SOURCE DATA:
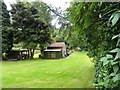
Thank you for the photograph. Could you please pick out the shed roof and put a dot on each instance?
(57, 44)
(50, 50)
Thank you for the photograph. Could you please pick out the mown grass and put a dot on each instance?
(75, 71)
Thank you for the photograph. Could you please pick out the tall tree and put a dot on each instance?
(7, 34)
(90, 21)
(30, 28)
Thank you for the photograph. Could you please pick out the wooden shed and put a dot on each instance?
(55, 51)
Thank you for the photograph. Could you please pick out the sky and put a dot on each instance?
(57, 3)
(63, 4)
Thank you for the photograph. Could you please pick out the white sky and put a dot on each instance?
(56, 3)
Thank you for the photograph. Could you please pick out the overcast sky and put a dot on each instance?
(56, 3)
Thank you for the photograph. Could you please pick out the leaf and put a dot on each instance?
(114, 50)
(103, 59)
(112, 74)
(118, 43)
(115, 36)
(115, 68)
(109, 56)
(115, 18)
(105, 62)
(116, 78)
(113, 63)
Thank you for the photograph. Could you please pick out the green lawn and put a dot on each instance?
(76, 71)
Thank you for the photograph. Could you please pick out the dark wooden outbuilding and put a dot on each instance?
(55, 51)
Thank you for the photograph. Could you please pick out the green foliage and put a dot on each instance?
(92, 22)
(7, 35)
(30, 26)
(77, 71)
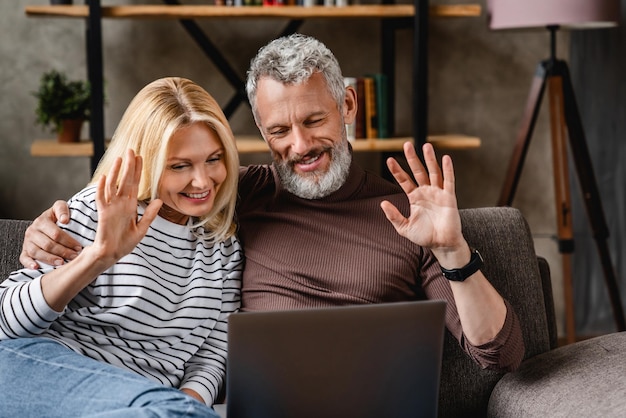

REQUIREMENTS:
Count how many lines in the entries contain the string "each", treating uppercase and lowercase letters as different, and reply with only that number.

RESULT OF THIS TASK:
11